* Directions for this task: Reproduce all of the following material verbatim, keeping every line unchanged.

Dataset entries
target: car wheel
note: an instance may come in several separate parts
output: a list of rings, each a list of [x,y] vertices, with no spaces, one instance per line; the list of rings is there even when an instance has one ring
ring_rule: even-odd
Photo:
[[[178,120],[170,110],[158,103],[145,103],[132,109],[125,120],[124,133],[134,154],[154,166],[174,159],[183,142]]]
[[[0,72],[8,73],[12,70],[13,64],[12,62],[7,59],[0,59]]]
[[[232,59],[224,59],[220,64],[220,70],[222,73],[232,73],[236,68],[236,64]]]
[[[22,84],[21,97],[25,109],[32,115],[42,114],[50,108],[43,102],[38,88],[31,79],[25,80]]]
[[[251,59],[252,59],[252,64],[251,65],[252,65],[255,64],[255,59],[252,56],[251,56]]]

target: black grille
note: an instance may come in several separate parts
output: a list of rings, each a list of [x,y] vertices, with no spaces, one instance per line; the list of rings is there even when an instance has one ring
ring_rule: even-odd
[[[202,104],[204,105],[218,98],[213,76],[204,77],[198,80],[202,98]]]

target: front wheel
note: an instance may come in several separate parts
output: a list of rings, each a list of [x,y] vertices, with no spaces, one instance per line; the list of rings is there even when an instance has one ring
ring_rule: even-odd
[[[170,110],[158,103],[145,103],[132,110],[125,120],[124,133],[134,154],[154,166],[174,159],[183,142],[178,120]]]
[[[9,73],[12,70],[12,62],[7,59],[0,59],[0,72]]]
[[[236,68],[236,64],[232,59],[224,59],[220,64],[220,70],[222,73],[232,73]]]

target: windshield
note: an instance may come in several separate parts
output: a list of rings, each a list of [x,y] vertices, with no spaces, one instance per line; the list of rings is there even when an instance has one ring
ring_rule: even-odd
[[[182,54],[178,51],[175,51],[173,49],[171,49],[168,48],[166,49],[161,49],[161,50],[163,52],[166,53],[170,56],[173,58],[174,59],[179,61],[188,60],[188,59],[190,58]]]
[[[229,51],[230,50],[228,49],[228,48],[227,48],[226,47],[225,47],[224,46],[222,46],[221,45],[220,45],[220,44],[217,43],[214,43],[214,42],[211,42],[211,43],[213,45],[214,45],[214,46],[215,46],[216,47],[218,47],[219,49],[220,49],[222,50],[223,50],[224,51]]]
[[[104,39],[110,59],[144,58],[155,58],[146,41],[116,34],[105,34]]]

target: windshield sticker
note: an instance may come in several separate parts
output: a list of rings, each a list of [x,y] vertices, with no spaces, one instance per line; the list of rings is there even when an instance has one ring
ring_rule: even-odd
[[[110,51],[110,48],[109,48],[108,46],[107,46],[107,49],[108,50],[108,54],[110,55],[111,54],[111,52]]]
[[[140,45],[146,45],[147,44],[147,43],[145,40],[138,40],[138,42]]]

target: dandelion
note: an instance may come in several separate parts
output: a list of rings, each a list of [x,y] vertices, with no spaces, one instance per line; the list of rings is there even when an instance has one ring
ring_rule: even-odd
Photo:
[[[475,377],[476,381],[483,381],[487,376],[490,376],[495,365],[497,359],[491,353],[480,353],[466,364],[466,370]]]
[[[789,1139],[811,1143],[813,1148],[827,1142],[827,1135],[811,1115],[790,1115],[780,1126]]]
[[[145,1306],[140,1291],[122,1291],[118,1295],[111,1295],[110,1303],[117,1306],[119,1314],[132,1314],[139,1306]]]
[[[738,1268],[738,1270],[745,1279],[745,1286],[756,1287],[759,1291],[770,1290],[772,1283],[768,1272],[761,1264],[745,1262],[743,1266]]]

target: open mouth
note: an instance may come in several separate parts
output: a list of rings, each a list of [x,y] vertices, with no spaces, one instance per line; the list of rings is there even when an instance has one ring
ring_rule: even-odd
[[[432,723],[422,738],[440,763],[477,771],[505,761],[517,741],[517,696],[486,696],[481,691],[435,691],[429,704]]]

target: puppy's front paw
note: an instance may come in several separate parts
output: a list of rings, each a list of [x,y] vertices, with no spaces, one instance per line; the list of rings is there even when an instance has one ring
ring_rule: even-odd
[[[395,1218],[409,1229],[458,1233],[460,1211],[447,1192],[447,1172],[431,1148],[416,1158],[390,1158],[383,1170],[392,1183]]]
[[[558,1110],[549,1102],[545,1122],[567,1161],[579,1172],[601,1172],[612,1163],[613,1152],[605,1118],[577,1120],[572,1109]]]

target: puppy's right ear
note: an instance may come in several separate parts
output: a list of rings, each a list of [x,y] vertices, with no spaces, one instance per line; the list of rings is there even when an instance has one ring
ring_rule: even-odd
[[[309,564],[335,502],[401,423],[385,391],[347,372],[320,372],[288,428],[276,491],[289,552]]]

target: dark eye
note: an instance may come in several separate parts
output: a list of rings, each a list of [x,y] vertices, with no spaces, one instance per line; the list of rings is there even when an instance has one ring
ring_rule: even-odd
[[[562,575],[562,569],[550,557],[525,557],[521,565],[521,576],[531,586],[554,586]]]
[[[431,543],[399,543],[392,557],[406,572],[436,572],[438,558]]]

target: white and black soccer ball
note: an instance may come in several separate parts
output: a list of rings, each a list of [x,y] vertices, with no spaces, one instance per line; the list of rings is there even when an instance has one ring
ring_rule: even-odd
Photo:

* Task solution:
target: car wheel
note: an instance may come in several separate parts
output: a list of rings, each a list of [x,y] vertices, with no spaces, one instance per line; the list of rings is there even when an instance has one ring
ring_rule: even-odd
Photo:
[[[178,120],[170,110],[158,103],[145,103],[132,109],[125,120],[124,133],[134,154],[154,166],[174,159],[183,142]]]
[[[0,72],[8,73],[12,70],[13,64],[12,62],[7,59],[0,59]]]
[[[232,59],[224,59],[220,64],[220,70],[222,73],[232,73],[236,68],[236,64]]]
[[[22,84],[21,97],[25,109],[32,115],[42,114],[50,108],[43,102],[38,88],[31,79],[25,80]]]
[[[251,59],[252,59],[252,64],[251,65],[252,65],[255,64],[255,59],[252,56],[251,56]]]

target: black grille
note: an instance may come in several separate parts
output: a list of rings, each a list of [x,y] vertices, with no spaces, one instance per line; the list of rings is there even when an instance has one ring
ring_rule: even-odd
[[[202,104],[204,105],[218,98],[213,76],[204,77],[198,80],[202,98]]]

target: front wheel
note: an instance may come in several separate parts
output: a list of rings, each a list of [x,y] vertices, with no spaces, one instance per line; the list of rings is there even when an instance has one ring
ring_rule: even-odd
[[[170,110],[158,103],[145,103],[132,110],[125,120],[124,133],[134,154],[154,166],[174,159],[183,142],[178,120]]]
[[[9,73],[12,70],[12,62],[7,59],[0,59],[0,72]]]
[[[236,68],[236,64],[232,59],[224,59],[220,64],[220,70],[222,73],[232,73]]]

target: windshield
note: an instance may come in several separate parts
output: a list of rings, each a list of [x,y] vertices, with no spaces, one instance per line; the list of rings is there even when an instance has one ring
ring_rule: even-odd
[[[182,54],[178,51],[175,51],[173,49],[171,49],[168,48],[166,49],[161,49],[161,50],[163,52],[166,53],[170,56],[173,58],[174,59],[179,61],[188,60],[188,59],[190,58]]]
[[[229,51],[230,50],[228,49],[228,48],[227,48],[226,47],[225,47],[224,46],[222,46],[221,45],[220,45],[220,44],[217,43],[214,43],[214,42],[211,42],[211,43],[213,45],[214,45],[214,46],[215,46],[216,47],[218,47],[219,49],[220,49],[222,50],[223,50],[224,51]]]
[[[104,39],[110,59],[144,58],[155,58],[146,41],[116,34],[105,34]]]

target: windshield sticker
note: an instance may come in several separate parts
output: a list of rings, each a list of [x,y] vertices, with no spaces, one instance per line; the list of rings is there even when an instance has one ring
ring_rule: even-odd
[[[110,51],[110,48],[109,48],[108,46],[107,46],[107,49],[108,50],[108,54],[110,55],[111,54],[111,52]]]
[[[140,45],[146,45],[147,44],[147,43],[145,40],[138,40],[138,42]]]

target: dandelion
note: an instance may come in several separate parts
output: a list of rings, each a list of [x,y] vertices, with no spaces, one instance per line; the list of rings is there even when an instance has one ring
ring_rule: even-odd
Photo:
[[[475,377],[476,381],[483,381],[487,376],[490,376],[495,365],[497,359],[491,353],[480,353],[466,364],[466,370]]]
[[[789,1139],[811,1143],[813,1148],[827,1142],[827,1135],[811,1115],[790,1115],[780,1126]]]
[[[145,1306],[140,1291],[122,1291],[118,1295],[111,1295],[110,1303],[117,1306],[119,1314],[132,1314],[139,1306]]]
[[[738,1268],[738,1270],[745,1279],[745,1286],[756,1287],[759,1291],[770,1290],[772,1283],[768,1272],[761,1264],[745,1262],[743,1266]]]

target: open mouth
note: an instance may come in several separate parts
output: a list of rings, each a list of [x,y] vertices, with no spaces, one instance per line; the list of rings is there even when an instance has one ring
ring_rule: even-odd
[[[432,723],[422,738],[440,763],[477,771],[505,761],[517,741],[517,696],[486,696],[481,691],[435,691],[429,704]]]

target: puppy's front paw
note: an instance may come in several separate parts
output: a list of rings, each a list of [x,y] vertices, with no spaces, one instance per line; the list of rings is there even when an instance has one ring
ring_rule: even-odd
[[[395,1218],[409,1229],[458,1233],[460,1211],[447,1192],[447,1172],[431,1148],[416,1158],[390,1158],[383,1170],[392,1183]]]
[[[558,1110],[549,1102],[545,1122],[567,1161],[579,1172],[601,1172],[612,1163],[613,1152],[605,1118],[577,1120],[572,1109]]]

target: puppy's right ear
note: an instance may come in several separate parts
output: a list of rings, each a list of [x,y] vertices, with no spaces, one instance per line; the list of rings is there even when an instance has one ring
ring_rule: even-odd
[[[309,564],[335,502],[401,423],[385,391],[347,372],[320,372],[288,428],[276,491],[289,552]]]

target: dark eye
note: an instance may come in several separate parts
output: a list of rings, each a list of [x,y] vertices, with no spaces, one instance per line; the list of rings is there even when an instance has one ring
ring_rule: even-odd
[[[562,575],[562,569],[550,557],[525,557],[521,565],[521,576],[531,586],[554,586]]]
[[[431,543],[399,543],[392,557],[406,572],[436,572],[438,558]]]

target: white and black soccer ball
note: an instance may come in several separate parts
output: a list of rings, each a list of [x,y] vertices, with no spaces, one instance per line; the list of rings is there even when an instance has one ring
ring_rule: even-odd
Photo:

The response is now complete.